Your instructions = Write out, word for word, every line in the data below from the one containing "Target: shadow on grass" to the one containing "Target: player's ear", both of them included.

Data for this task =

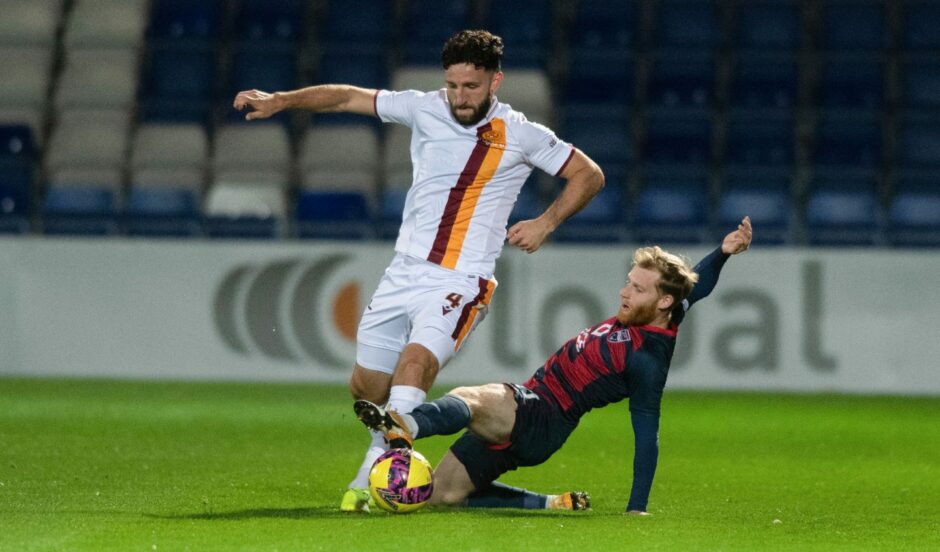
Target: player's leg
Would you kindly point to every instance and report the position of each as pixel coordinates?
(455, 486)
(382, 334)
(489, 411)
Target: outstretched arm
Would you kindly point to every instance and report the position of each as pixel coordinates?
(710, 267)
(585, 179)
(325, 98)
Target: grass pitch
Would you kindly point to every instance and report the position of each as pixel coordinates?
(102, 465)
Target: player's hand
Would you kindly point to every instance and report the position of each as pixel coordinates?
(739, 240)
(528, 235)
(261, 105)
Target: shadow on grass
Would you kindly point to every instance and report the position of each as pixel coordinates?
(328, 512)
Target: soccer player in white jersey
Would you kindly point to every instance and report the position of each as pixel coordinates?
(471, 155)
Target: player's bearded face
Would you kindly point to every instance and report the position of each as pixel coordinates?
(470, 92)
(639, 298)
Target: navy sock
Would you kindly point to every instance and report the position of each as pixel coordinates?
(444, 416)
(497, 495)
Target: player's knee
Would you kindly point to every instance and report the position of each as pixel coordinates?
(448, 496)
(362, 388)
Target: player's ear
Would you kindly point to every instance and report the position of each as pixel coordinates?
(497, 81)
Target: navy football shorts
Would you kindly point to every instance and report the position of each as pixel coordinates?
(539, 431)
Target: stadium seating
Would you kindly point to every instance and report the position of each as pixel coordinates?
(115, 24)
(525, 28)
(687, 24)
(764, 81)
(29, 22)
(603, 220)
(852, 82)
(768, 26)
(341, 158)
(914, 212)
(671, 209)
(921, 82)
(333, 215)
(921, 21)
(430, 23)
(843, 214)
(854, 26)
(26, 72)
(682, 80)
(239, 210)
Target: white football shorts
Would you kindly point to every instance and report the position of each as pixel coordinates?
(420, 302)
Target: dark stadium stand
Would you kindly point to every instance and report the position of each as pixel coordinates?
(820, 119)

--

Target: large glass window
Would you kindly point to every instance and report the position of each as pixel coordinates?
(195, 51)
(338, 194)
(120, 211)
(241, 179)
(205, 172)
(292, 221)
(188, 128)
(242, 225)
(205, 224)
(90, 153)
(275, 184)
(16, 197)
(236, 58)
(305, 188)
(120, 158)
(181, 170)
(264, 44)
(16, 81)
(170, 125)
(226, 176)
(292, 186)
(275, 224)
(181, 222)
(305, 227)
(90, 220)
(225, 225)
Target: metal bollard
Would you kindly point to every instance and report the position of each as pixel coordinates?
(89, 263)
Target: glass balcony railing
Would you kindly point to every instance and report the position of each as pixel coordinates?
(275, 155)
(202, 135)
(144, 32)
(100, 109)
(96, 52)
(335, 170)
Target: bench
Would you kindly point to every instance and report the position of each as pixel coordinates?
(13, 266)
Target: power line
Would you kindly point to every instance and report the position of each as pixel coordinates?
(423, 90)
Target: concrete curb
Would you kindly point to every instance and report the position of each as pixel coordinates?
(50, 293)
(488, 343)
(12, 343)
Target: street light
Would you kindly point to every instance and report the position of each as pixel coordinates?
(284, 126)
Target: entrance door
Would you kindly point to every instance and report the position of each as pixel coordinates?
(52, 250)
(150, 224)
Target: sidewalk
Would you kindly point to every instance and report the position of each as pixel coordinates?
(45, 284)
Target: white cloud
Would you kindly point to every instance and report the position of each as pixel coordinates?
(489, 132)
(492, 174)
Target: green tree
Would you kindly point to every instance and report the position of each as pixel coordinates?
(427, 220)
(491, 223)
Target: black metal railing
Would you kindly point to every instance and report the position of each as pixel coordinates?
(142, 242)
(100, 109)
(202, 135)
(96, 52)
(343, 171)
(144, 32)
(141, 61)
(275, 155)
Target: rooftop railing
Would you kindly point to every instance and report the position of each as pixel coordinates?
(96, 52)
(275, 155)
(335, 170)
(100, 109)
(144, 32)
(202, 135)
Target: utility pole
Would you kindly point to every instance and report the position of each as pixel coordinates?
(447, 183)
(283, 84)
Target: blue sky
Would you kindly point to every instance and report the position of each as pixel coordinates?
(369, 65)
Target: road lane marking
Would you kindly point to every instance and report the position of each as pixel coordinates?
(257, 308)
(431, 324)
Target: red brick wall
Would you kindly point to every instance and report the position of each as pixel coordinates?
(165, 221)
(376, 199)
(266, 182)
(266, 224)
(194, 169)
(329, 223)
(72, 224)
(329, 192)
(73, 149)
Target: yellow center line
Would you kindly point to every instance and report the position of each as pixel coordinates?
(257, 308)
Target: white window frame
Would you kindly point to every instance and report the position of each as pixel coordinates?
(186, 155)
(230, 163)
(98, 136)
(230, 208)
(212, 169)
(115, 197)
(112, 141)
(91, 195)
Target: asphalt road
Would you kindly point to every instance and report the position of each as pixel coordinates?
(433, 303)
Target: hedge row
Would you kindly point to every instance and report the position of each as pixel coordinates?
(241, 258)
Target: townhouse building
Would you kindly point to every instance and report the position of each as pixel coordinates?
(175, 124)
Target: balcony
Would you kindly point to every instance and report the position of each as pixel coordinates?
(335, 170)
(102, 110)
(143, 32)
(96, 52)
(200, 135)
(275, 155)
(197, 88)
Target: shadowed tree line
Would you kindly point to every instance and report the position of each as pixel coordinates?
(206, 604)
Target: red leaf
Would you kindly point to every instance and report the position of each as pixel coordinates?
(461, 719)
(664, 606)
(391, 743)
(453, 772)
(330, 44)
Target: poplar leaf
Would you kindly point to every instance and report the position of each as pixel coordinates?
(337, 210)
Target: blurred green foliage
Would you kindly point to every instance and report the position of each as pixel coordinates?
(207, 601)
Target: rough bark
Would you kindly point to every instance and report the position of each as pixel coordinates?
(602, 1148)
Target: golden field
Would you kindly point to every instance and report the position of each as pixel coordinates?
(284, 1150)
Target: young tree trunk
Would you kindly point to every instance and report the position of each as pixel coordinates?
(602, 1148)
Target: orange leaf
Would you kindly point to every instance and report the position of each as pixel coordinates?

Task output =
Target: shadow on grass
Would you kindly point to every instance and report the position of each as pixel coordinates?
(328, 512)
Target: soccer player in white jersey
Would you kindly point to every instance and report the position of each as pixel coordinates?
(471, 155)
Target: player's bearded face
Would you kindly point to every instance and report the position of each as pixel coordinates?
(470, 92)
(639, 298)
Target: navy sock
Would you kindly point to every instance and report the position of each as pixel coordinates?
(444, 416)
(497, 495)
Target: player's knee
Would you kindly point to every instance and report the position of each as pixel coordinates?
(448, 496)
(362, 388)
Target: player's ear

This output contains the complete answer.